Pride and dedication summed up the sentiment at a farewell reception hosted by the Friends of Emsworth Hospital.

The Victoria Cottage Hospital opened in the heart of the town on July 21, 1898, to commemorate Queen Victoria’s Diamond Jubilee.

In 1948 it was taken over by the National Health Service and, by 1997, the hospital dealt with 400 in-patients, 1,800 outpatients and 500 minor accidents.

Times have changed, however, as its services have been winding down and moved to more modern centres.

Plans now are afoot for the site to become the new home for Emsworth Surgery, although no final decisions have been made.

Around 40 people gathered at the hospital to bid farewell.

Malcolm Goddard, former chairman of the Friends, thanked the remaining staff at the hospital, and all their predecessors, for their hard work. Mr Goddard told how the Friends formed in 1947.

He said: ‘In addition to providing equipment, special beds, TVs and telephones for patients’ use, we were able to pay for wards and clinics to be painted and curtained so that people could enjoy a pleasant environment during their stay.

‘The Friends built and equipped the Newholme Physiotherapy Unit attached to the hospital and also donated the money to build White Ward and the adjoining day room.’

Irene Kent, current chairwoman, said: ‘Although the hospital will no longer exist, we are proud to be able to continue to help those Emsworth residents who have health issues by donating money to more than a dozen local organisations.

‘These include the Stroke Club, Ems Valley Transport, The Good Neighbours Scheme, The Blind Club and The Wednesday Day Out Club, all helping to make life more enjoyable for those with health problems.’

Ronnie Benford, a receptionist at the hospital for 34 years, was presented with a bouquet of flowers.

### Data items:
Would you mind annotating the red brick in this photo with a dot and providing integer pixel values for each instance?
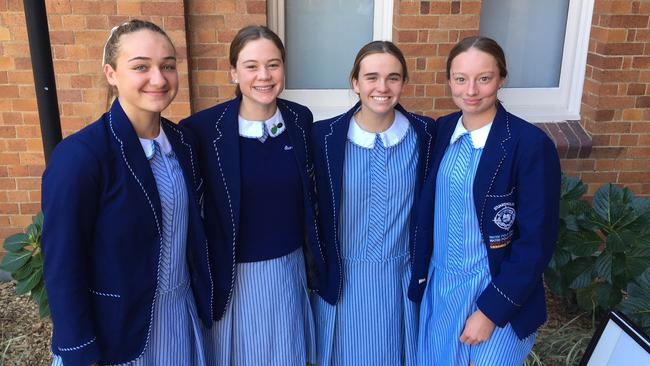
(611, 49)
(625, 21)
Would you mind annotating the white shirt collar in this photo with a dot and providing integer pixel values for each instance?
(391, 137)
(161, 139)
(255, 129)
(479, 136)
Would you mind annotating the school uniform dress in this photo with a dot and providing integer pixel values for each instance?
(459, 269)
(174, 332)
(267, 319)
(373, 321)
(489, 214)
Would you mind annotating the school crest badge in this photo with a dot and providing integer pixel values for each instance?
(505, 217)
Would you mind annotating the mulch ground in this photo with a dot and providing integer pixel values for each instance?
(25, 339)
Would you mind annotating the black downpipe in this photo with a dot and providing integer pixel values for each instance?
(43, 69)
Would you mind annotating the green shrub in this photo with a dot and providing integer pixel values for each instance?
(603, 251)
(24, 261)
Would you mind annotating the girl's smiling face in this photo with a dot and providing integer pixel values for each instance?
(474, 82)
(145, 72)
(259, 72)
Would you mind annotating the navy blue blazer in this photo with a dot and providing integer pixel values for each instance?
(101, 240)
(517, 197)
(328, 139)
(217, 132)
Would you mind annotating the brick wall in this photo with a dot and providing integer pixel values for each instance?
(614, 106)
(615, 101)
(78, 30)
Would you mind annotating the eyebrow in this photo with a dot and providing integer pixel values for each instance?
(377, 74)
(137, 58)
(256, 61)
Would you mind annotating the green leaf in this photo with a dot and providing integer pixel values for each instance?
(616, 243)
(23, 287)
(14, 260)
(579, 272)
(16, 242)
(586, 298)
(604, 266)
(23, 272)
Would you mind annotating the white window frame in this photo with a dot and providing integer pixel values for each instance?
(326, 103)
(561, 103)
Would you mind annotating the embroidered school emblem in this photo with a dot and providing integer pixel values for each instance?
(505, 217)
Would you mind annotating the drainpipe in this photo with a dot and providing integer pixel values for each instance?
(43, 69)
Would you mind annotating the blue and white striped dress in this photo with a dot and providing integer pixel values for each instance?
(459, 269)
(175, 334)
(374, 322)
(269, 320)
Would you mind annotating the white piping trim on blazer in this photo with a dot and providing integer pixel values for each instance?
(155, 216)
(104, 294)
(232, 215)
(68, 349)
(335, 224)
(304, 139)
(207, 253)
(426, 173)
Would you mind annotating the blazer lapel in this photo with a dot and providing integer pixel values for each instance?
(495, 151)
(183, 152)
(134, 157)
(226, 148)
(298, 137)
(335, 154)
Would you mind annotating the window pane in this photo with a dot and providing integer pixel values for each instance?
(531, 33)
(322, 38)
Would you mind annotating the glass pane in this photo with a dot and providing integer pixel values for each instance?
(322, 38)
(531, 33)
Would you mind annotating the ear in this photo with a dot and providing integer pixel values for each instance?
(355, 86)
(110, 75)
(233, 75)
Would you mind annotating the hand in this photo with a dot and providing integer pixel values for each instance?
(478, 328)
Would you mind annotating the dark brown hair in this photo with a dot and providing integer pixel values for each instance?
(484, 44)
(378, 47)
(252, 33)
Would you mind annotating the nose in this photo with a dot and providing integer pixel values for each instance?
(264, 74)
(472, 88)
(382, 85)
(157, 77)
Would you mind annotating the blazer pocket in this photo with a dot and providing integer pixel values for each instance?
(500, 219)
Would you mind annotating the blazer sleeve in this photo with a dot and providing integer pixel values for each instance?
(70, 195)
(537, 177)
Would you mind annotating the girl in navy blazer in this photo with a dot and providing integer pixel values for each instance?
(370, 165)
(490, 215)
(126, 265)
(259, 210)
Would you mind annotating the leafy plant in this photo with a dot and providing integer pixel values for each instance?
(603, 249)
(24, 261)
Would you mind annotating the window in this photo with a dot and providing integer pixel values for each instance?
(322, 39)
(546, 47)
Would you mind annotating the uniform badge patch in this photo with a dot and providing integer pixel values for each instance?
(505, 216)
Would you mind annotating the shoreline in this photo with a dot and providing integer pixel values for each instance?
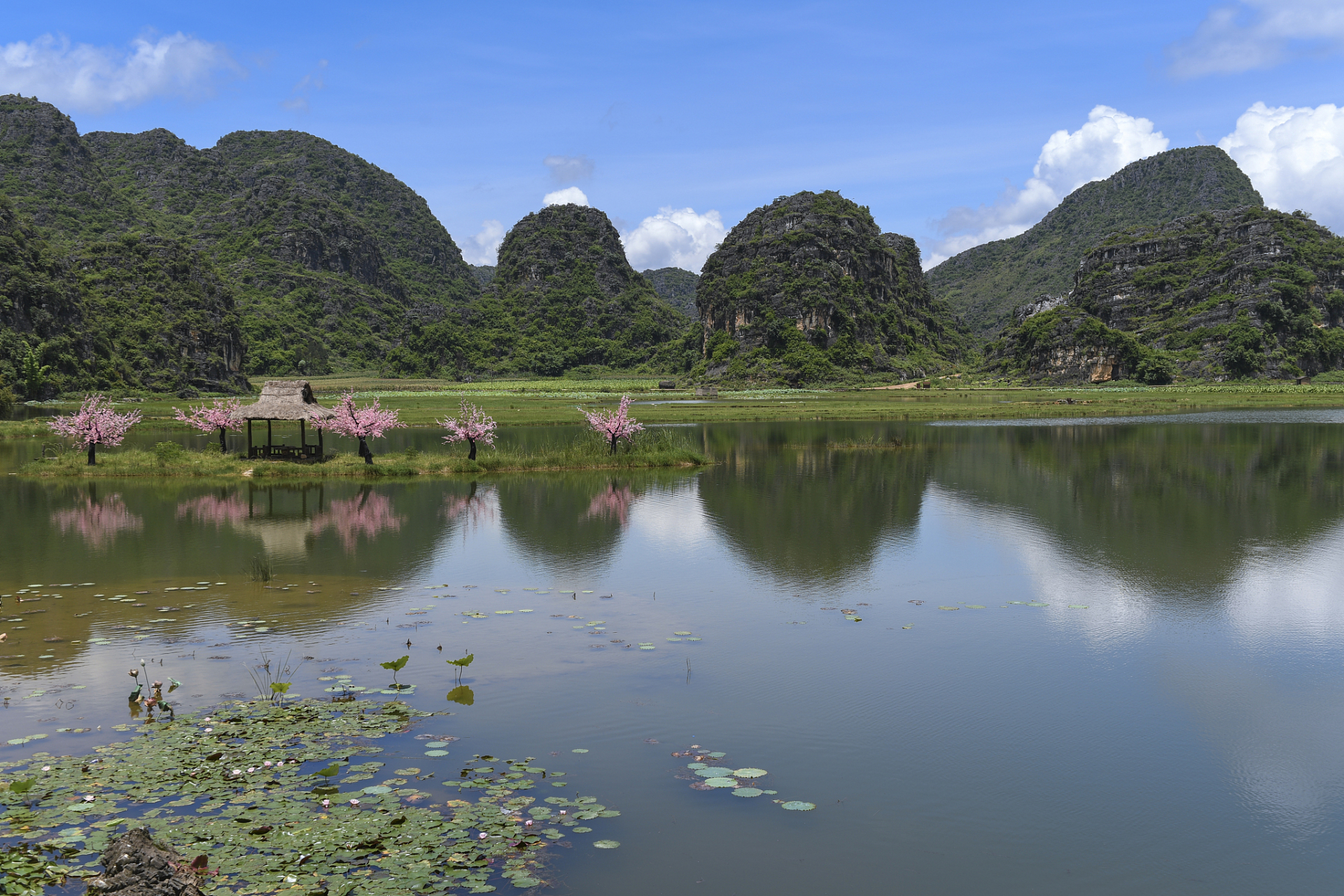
(202, 465)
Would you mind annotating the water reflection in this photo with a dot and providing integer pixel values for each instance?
(612, 503)
(97, 522)
(368, 514)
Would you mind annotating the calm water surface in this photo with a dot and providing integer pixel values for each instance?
(1171, 722)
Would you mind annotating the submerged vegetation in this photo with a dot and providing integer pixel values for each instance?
(262, 793)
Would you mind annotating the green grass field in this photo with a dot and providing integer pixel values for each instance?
(660, 449)
(559, 402)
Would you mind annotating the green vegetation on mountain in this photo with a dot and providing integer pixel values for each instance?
(1219, 295)
(808, 289)
(675, 286)
(330, 262)
(564, 296)
(984, 284)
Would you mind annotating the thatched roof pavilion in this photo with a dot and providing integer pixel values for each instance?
(286, 400)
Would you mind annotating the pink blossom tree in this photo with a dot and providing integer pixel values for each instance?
(470, 428)
(368, 422)
(94, 424)
(217, 416)
(615, 425)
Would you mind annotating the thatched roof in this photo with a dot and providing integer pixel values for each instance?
(286, 400)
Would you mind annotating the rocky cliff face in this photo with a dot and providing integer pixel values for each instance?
(984, 284)
(809, 284)
(334, 262)
(1222, 295)
(565, 296)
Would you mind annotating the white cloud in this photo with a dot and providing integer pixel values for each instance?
(566, 197)
(483, 248)
(1257, 34)
(566, 169)
(673, 238)
(93, 78)
(1294, 156)
(1109, 141)
(304, 89)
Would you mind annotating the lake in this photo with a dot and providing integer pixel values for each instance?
(1089, 659)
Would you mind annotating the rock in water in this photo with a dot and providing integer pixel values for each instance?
(136, 865)
(564, 296)
(1221, 295)
(984, 284)
(809, 286)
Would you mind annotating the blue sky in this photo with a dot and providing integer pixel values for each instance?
(676, 118)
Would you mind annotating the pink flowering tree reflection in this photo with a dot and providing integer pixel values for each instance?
(615, 503)
(477, 507)
(366, 514)
(213, 508)
(470, 428)
(94, 424)
(97, 523)
(216, 416)
(615, 425)
(368, 422)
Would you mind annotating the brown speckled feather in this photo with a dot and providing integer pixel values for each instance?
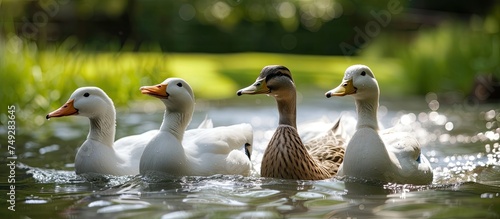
(328, 150)
(286, 157)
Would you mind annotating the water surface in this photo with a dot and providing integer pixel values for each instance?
(460, 140)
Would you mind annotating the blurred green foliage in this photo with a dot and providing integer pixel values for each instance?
(446, 58)
(39, 81)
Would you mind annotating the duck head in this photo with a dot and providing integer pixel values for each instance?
(90, 102)
(358, 81)
(274, 80)
(175, 93)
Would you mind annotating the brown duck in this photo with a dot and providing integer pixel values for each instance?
(286, 156)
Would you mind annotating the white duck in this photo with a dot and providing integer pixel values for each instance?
(205, 152)
(98, 154)
(371, 154)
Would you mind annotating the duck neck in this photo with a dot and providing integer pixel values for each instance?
(287, 107)
(175, 123)
(367, 113)
(102, 128)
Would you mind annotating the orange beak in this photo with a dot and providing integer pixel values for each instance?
(158, 91)
(67, 109)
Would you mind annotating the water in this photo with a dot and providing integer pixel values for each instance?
(460, 139)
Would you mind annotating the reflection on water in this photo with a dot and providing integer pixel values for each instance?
(461, 143)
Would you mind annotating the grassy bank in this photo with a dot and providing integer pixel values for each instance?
(40, 81)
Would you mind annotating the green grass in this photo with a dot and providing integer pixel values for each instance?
(38, 82)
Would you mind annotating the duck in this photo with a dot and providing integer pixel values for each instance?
(286, 156)
(386, 156)
(210, 150)
(100, 153)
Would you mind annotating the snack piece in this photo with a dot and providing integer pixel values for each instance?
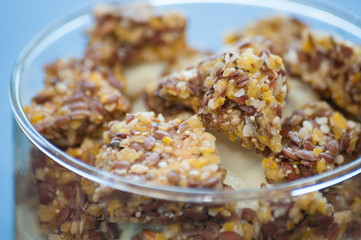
(242, 226)
(284, 32)
(244, 98)
(63, 209)
(176, 153)
(123, 207)
(331, 66)
(136, 33)
(239, 93)
(316, 139)
(78, 100)
(345, 198)
(184, 89)
(309, 216)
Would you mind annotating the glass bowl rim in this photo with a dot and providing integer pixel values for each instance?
(293, 188)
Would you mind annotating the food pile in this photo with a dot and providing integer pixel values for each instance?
(88, 108)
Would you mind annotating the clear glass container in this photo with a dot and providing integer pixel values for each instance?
(100, 205)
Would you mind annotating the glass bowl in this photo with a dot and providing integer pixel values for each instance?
(208, 21)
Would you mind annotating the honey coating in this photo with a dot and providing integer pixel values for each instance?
(85, 109)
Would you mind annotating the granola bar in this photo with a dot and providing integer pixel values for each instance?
(243, 226)
(77, 101)
(64, 210)
(308, 216)
(176, 153)
(345, 198)
(184, 89)
(135, 34)
(331, 66)
(283, 31)
(316, 139)
(245, 97)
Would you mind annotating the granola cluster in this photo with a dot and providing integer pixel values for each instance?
(241, 94)
(177, 153)
(78, 99)
(331, 66)
(283, 31)
(316, 139)
(85, 110)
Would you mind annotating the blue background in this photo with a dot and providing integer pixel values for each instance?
(20, 20)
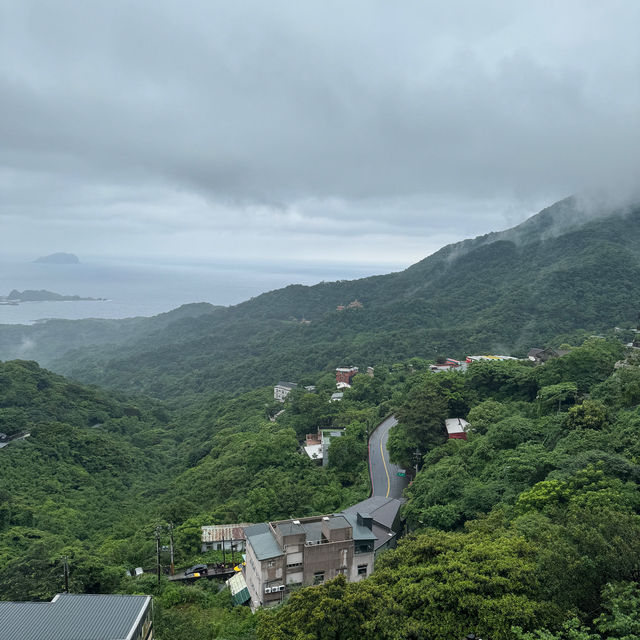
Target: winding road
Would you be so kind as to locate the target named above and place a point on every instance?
(385, 481)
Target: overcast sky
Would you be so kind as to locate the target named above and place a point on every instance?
(372, 132)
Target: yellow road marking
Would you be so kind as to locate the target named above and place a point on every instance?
(385, 469)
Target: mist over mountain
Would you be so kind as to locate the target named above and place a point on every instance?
(563, 269)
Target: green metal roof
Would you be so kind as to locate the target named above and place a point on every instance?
(73, 617)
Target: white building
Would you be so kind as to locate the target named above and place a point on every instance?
(282, 390)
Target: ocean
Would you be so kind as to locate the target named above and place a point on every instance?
(138, 288)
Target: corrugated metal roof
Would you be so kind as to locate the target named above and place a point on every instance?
(73, 617)
(215, 533)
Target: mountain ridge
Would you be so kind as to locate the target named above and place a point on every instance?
(554, 273)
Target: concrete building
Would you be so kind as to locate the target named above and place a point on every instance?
(222, 536)
(308, 551)
(386, 522)
(282, 390)
(317, 444)
(345, 374)
(456, 428)
(71, 617)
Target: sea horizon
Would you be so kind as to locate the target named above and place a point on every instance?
(135, 287)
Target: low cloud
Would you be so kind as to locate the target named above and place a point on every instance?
(305, 129)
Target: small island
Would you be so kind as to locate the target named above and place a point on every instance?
(31, 295)
(59, 258)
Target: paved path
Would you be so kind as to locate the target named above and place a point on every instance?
(384, 475)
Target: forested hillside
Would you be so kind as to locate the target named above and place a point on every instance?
(560, 271)
(531, 524)
(528, 530)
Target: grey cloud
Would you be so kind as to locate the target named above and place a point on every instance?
(296, 117)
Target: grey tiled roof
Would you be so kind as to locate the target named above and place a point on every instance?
(73, 617)
(382, 510)
(359, 532)
(262, 542)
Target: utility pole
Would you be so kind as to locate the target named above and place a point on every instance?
(418, 457)
(171, 547)
(66, 573)
(158, 553)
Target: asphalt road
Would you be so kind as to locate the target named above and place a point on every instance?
(384, 475)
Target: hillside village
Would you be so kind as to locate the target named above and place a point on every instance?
(281, 556)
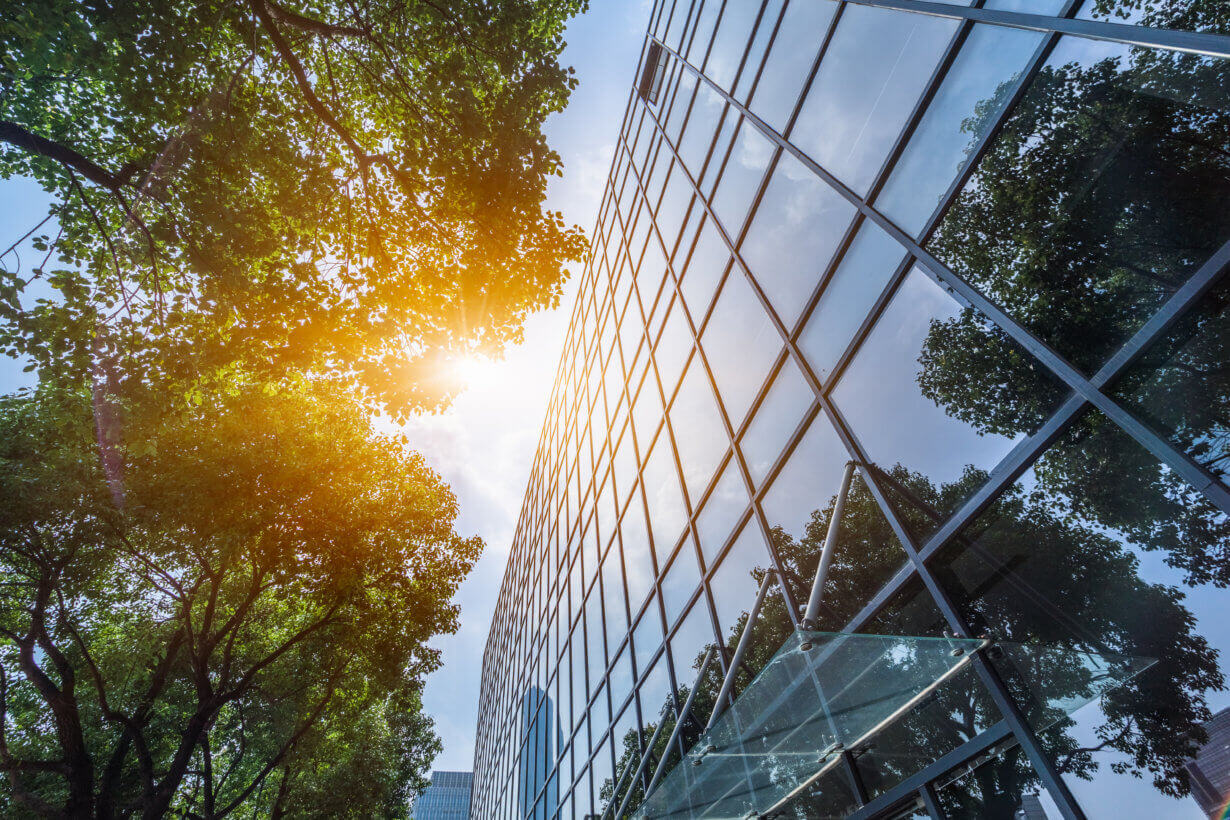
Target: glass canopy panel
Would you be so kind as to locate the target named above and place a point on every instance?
(823, 692)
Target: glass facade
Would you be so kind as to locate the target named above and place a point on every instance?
(447, 798)
(979, 251)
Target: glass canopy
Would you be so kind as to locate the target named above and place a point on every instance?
(824, 692)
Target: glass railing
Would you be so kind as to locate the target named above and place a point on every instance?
(825, 692)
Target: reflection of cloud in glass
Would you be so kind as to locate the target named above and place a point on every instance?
(873, 70)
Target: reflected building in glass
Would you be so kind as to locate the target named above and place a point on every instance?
(976, 251)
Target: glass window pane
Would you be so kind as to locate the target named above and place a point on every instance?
(721, 512)
(741, 177)
(679, 582)
(1106, 188)
(734, 583)
(701, 126)
(872, 74)
(620, 678)
(769, 15)
(741, 344)
(972, 94)
(705, 267)
(730, 42)
(673, 348)
(1153, 558)
(849, 295)
(702, 35)
(664, 499)
(775, 421)
(790, 62)
(613, 600)
(637, 559)
(689, 642)
(807, 482)
(1182, 385)
(673, 207)
(795, 231)
(647, 411)
(647, 637)
(907, 397)
(1162, 14)
(700, 437)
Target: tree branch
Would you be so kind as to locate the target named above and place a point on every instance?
(313, 26)
(16, 135)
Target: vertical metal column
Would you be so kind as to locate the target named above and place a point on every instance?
(830, 537)
(739, 650)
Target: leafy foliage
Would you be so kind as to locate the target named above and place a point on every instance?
(244, 633)
(347, 189)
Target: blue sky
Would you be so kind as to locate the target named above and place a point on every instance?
(484, 445)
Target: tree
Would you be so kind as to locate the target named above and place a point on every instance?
(231, 620)
(1107, 187)
(1010, 573)
(347, 189)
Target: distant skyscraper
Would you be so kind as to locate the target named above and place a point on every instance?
(956, 268)
(1031, 808)
(1209, 772)
(447, 798)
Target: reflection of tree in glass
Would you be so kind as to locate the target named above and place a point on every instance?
(1022, 555)
(1103, 192)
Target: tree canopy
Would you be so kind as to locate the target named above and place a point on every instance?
(245, 633)
(347, 189)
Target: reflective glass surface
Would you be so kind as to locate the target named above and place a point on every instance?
(792, 235)
(1078, 183)
(741, 177)
(972, 94)
(864, 273)
(790, 60)
(822, 692)
(908, 397)
(1182, 386)
(742, 344)
(870, 78)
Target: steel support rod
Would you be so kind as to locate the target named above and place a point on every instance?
(739, 650)
(830, 539)
(872, 732)
(679, 723)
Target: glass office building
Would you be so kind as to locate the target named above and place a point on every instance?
(934, 289)
(447, 798)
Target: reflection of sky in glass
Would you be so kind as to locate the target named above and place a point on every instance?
(881, 401)
(741, 177)
(792, 235)
(877, 64)
(790, 60)
(700, 437)
(721, 512)
(775, 422)
(856, 284)
(733, 587)
(699, 132)
(990, 58)
(730, 42)
(680, 580)
(808, 480)
(742, 343)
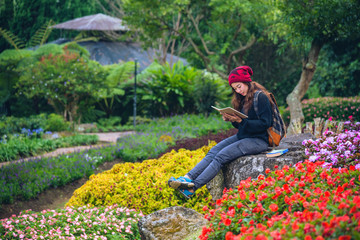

### Problem set:
[1] Repeat word for word the part of the Emsworth Hospital article starting at "Malcolm Goddard, former" and ending at "formed in 1947.".
[2] Answer these questions from the Emsworth Hospital article.
(a) In what year did the National Health Service take over the hospital?
(b) In what year did the Friends form?
(c) For how many years was Ronnie Benford a receptionist at the hospital?

### Expected responses:
[1]
Malcolm Goddard, former chairman of the Friends, thanked the remaining staff at the hospital, and all their predecessors, for their hard work. Mr Goddard told how the Friends formed in 1947.

[2]
(a) 1948
(b) 1947
(c) 34 years